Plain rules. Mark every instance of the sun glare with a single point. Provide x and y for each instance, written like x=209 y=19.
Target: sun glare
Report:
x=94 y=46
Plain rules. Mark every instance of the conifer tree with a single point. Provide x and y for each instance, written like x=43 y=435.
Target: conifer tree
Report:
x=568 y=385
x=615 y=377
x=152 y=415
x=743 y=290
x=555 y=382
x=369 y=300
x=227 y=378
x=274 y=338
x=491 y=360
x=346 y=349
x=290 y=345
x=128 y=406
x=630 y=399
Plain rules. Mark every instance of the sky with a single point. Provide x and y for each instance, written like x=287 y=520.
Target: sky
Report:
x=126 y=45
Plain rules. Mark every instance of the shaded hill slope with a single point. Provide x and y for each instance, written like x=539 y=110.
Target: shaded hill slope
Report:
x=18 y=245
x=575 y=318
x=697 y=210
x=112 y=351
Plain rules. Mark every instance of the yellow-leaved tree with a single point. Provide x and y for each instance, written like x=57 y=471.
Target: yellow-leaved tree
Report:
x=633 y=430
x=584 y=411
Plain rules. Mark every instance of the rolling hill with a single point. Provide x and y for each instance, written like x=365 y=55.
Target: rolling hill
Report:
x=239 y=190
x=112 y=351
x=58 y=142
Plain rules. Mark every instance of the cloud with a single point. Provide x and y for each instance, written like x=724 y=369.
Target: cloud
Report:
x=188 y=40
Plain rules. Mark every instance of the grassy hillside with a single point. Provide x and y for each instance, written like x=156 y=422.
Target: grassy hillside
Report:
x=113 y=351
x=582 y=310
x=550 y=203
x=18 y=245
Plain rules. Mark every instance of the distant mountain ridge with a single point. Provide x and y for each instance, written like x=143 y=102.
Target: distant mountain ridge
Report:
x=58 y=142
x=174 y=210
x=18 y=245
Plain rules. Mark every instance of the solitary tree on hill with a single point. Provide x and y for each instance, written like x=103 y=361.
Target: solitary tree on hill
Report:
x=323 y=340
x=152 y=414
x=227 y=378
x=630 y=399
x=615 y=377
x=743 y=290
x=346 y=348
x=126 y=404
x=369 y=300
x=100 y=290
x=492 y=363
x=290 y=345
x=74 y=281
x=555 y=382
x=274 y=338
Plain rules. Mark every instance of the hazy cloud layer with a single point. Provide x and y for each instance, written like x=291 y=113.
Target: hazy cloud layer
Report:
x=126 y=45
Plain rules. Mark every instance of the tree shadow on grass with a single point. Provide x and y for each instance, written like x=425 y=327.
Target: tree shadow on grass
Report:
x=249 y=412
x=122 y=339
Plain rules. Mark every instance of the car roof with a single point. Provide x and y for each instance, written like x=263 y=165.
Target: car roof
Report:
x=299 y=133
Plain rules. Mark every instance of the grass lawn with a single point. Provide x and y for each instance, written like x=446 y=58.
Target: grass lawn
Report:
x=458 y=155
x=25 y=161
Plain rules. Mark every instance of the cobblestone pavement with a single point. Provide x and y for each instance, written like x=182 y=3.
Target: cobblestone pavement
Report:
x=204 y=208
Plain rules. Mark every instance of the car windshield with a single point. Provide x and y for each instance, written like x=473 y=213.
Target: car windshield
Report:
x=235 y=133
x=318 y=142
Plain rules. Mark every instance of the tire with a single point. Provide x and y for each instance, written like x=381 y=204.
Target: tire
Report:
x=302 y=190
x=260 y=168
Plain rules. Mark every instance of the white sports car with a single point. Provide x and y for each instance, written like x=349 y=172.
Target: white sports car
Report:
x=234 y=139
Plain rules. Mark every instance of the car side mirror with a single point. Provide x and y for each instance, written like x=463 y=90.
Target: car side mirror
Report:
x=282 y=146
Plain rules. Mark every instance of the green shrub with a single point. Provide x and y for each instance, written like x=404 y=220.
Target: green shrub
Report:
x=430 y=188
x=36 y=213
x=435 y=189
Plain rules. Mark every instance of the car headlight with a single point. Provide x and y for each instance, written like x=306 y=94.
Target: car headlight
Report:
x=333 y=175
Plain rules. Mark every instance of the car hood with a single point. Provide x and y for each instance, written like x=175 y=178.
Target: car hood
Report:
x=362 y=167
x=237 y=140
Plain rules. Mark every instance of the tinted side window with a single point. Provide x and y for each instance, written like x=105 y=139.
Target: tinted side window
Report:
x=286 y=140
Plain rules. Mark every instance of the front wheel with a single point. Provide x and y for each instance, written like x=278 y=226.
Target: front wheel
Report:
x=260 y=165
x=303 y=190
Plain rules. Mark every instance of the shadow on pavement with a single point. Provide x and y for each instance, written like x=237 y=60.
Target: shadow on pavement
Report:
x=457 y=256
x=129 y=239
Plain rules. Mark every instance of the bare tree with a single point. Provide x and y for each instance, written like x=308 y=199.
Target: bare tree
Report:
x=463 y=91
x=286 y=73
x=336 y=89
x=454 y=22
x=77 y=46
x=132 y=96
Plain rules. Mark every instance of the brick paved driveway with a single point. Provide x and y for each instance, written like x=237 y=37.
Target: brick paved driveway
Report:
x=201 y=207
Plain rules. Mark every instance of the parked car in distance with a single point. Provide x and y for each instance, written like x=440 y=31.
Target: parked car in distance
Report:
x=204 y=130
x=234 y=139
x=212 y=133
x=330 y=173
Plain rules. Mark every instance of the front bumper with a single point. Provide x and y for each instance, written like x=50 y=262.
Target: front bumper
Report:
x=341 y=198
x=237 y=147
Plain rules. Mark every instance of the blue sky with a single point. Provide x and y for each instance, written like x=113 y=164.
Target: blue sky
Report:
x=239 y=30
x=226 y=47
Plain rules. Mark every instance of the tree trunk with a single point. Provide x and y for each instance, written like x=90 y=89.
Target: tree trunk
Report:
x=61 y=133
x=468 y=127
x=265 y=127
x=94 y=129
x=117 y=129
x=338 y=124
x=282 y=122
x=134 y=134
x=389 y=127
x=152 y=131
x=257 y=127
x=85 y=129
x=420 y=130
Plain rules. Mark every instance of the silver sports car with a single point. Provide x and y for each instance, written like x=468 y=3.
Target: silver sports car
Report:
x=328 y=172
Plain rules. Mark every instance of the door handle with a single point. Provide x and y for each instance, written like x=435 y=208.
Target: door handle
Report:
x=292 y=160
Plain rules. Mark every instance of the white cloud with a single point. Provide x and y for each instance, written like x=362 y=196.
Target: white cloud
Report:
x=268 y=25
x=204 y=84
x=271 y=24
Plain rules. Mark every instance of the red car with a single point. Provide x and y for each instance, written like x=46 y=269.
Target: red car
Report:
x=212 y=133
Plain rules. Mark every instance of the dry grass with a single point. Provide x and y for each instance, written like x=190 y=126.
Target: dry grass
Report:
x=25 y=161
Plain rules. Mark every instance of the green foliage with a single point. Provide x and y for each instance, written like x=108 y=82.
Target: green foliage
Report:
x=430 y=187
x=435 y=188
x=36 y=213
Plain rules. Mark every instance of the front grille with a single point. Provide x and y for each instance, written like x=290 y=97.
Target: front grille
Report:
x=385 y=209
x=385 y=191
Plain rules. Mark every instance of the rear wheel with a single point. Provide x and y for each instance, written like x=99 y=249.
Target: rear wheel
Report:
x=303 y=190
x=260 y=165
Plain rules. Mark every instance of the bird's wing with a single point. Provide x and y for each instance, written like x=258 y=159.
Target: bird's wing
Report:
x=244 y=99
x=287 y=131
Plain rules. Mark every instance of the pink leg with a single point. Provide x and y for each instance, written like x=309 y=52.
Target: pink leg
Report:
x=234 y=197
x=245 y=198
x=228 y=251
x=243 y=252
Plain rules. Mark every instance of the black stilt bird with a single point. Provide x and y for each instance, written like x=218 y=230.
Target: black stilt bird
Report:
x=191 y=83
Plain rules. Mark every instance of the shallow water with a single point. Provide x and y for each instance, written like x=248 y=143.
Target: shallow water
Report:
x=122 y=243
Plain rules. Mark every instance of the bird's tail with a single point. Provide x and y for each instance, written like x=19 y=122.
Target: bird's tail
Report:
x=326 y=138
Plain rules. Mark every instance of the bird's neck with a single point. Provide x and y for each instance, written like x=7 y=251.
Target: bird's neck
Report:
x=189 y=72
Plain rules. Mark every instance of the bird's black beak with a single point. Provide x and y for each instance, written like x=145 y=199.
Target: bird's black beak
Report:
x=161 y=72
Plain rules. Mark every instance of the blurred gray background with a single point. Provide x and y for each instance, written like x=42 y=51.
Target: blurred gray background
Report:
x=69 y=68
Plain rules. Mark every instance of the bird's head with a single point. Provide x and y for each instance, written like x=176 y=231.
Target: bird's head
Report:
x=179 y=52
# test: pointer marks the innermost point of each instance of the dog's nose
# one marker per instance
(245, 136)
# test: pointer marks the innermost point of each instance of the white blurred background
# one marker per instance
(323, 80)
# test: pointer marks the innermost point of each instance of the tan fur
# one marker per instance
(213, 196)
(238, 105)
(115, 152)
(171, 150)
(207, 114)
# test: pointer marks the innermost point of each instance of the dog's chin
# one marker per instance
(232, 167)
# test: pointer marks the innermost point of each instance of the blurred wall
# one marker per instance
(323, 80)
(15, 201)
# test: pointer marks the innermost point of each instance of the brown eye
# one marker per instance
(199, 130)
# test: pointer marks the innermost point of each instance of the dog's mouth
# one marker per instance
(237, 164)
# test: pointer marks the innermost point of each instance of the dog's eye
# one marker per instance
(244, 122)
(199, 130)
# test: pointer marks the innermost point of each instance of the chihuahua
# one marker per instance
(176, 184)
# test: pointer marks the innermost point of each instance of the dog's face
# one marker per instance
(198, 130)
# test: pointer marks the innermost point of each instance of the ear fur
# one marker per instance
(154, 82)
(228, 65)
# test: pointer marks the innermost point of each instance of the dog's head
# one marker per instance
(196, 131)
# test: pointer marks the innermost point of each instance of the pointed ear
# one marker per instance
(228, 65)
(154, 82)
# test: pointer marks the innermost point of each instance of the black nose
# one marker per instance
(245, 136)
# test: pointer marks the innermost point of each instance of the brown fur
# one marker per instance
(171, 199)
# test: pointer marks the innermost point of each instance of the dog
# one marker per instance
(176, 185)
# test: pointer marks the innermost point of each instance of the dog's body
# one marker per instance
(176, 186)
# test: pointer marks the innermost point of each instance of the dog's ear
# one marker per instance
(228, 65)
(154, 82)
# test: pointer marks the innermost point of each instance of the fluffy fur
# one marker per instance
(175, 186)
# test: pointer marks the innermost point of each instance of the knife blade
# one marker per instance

▸ **WHAT YOU ARE ASKED TO DO**
Work out how many lines of the entries hold the word "shadow", and write only that figure.

▸ **TASK ANSWER**
4